# Exercise:
In the listing below, rewrite everything from the line containing "Kindly give the mask of every instance of the black" down to the line containing "287 182 L 288" with "black sneaker" changed to "dark running shoe" and all else left unchanged.

Source records
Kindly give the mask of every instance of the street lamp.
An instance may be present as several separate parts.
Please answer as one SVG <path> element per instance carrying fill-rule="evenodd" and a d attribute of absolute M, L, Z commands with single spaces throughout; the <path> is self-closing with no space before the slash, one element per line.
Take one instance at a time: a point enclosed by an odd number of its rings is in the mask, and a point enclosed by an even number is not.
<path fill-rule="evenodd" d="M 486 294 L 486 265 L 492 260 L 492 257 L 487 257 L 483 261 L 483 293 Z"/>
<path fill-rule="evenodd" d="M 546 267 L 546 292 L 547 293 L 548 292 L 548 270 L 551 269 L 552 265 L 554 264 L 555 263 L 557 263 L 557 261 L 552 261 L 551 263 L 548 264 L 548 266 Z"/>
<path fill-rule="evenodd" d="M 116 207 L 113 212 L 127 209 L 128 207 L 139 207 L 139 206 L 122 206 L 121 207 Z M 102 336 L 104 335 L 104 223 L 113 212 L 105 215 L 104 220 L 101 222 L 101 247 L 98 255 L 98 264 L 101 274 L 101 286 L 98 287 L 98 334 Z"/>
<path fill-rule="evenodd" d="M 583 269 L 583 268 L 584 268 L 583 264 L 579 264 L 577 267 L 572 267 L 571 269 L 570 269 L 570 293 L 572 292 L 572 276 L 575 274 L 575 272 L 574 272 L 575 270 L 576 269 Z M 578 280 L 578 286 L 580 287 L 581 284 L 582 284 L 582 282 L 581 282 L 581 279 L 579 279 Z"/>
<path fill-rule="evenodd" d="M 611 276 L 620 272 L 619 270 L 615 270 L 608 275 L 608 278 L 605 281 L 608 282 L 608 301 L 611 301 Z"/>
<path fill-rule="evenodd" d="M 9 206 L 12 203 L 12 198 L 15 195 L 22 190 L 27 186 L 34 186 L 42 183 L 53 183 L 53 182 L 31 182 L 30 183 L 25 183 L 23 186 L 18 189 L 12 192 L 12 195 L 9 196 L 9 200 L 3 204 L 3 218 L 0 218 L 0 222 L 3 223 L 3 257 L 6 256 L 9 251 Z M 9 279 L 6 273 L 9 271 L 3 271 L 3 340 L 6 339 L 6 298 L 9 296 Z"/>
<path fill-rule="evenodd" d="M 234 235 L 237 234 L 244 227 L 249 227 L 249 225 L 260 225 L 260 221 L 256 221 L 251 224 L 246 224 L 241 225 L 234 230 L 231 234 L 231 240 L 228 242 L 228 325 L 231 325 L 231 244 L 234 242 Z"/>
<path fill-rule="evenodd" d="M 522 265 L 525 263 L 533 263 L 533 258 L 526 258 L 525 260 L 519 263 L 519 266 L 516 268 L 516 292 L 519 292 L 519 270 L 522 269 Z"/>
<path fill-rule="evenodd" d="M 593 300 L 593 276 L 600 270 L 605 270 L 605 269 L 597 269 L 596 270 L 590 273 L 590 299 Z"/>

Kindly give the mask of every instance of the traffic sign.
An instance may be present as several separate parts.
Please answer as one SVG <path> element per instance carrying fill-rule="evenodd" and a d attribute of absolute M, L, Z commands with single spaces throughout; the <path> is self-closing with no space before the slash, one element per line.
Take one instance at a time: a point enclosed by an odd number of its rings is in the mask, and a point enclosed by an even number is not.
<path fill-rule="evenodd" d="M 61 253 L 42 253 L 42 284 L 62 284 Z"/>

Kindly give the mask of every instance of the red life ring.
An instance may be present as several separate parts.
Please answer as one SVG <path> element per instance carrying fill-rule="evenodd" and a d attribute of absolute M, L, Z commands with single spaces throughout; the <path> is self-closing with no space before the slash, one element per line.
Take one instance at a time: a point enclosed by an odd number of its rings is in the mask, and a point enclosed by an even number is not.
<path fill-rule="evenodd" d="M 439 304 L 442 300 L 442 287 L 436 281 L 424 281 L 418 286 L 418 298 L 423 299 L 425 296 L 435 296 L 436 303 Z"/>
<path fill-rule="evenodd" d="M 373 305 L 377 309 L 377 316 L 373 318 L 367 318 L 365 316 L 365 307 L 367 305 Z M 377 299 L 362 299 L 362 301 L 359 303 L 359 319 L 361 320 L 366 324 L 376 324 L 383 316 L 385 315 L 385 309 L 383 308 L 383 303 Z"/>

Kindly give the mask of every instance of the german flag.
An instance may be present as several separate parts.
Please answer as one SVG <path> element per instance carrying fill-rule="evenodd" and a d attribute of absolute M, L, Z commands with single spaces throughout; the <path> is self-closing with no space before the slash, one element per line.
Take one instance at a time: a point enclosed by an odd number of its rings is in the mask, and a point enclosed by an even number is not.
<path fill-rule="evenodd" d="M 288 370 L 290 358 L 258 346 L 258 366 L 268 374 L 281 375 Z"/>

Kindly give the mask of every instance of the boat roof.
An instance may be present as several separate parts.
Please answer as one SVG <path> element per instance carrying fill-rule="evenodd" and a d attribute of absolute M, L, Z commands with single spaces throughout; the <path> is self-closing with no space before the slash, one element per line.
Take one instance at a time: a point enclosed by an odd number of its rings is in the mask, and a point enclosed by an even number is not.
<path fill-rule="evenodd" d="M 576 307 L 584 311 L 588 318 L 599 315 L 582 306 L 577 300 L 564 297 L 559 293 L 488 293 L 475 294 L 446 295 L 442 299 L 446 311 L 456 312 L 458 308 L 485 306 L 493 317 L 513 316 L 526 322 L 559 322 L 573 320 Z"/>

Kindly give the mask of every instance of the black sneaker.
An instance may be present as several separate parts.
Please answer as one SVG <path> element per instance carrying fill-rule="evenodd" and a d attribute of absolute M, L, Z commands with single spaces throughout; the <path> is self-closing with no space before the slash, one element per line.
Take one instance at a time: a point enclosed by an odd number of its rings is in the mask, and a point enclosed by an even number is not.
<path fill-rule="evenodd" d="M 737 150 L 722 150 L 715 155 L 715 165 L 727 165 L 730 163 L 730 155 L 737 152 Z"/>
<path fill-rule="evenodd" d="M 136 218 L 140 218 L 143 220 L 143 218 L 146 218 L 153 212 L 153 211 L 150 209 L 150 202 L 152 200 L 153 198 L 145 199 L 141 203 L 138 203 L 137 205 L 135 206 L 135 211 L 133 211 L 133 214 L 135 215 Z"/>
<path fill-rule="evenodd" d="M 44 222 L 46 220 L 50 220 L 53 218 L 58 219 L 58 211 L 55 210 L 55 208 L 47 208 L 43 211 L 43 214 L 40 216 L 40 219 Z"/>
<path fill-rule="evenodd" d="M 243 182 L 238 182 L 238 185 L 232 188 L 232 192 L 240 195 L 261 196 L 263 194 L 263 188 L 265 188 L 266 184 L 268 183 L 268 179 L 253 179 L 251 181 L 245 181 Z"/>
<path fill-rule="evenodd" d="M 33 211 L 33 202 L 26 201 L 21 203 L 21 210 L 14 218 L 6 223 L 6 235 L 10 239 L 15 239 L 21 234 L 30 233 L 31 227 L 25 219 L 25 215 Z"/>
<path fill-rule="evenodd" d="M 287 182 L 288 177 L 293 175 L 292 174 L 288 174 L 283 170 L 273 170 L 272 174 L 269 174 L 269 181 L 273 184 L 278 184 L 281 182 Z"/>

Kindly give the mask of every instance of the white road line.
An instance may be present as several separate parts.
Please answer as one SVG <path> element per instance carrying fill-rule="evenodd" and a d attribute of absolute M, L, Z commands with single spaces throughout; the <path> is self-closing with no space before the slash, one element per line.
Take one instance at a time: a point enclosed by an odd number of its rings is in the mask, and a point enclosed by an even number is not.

# Completed task:
Kindly give the mask of every instance of the dark running shoe.
An instance may be present as several separate parts.
Please answer as one SVG <path> element per instance carrying fill-rule="evenodd" and a d attribute of absolute M, L, Z commands with single spaces throughout; the <path> is self-closing with no space before the slash, one element per line.
Take one instance at a time: a point enclosed by an odd number of its rings is in the mask, and a point enclosed by an even number is not.
<path fill-rule="evenodd" d="M 737 150 L 722 150 L 715 155 L 715 165 L 727 165 L 730 163 L 730 155 L 737 152 Z"/>
<path fill-rule="evenodd" d="M 136 218 L 140 218 L 143 220 L 143 218 L 146 218 L 153 212 L 153 211 L 150 209 L 150 202 L 152 200 L 153 198 L 145 199 L 141 203 L 138 203 L 137 205 L 135 206 L 135 211 L 133 211 L 133 214 L 135 215 Z"/>
<path fill-rule="evenodd" d="M 44 222 L 46 220 L 50 220 L 53 218 L 58 219 L 58 211 L 55 210 L 55 208 L 47 208 L 43 211 L 43 214 L 40 216 L 40 219 Z"/>
<path fill-rule="evenodd" d="M 243 182 L 238 182 L 238 185 L 232 188 L 232 192 L 240 195 L 261 196 L 263 194 L 263 188 L 265 188 L 266 184 L 268 183 L 268 179 L 253 179 L 251 181 L 245 181 Z"/>
<path fill-rule="evenodd" d="M 33 211 L 33 202 L 26 201 L 21 203 L 21 210 L 14 218 L 6 223 L 6 235 L 10 239 L 15 239 L 21 234 L 30 233 L 31 227 L 25 219 L 25 215 Z"/>
<path fill-rule="evenodd" d="M 287 182 L 288 177 L 293 175 L 292 174 L 288 174 L 283 170 L 273 170 L 272 174 L 269 174 L 269 181 L 273 184 L 278 184 L 281 182 Z"/>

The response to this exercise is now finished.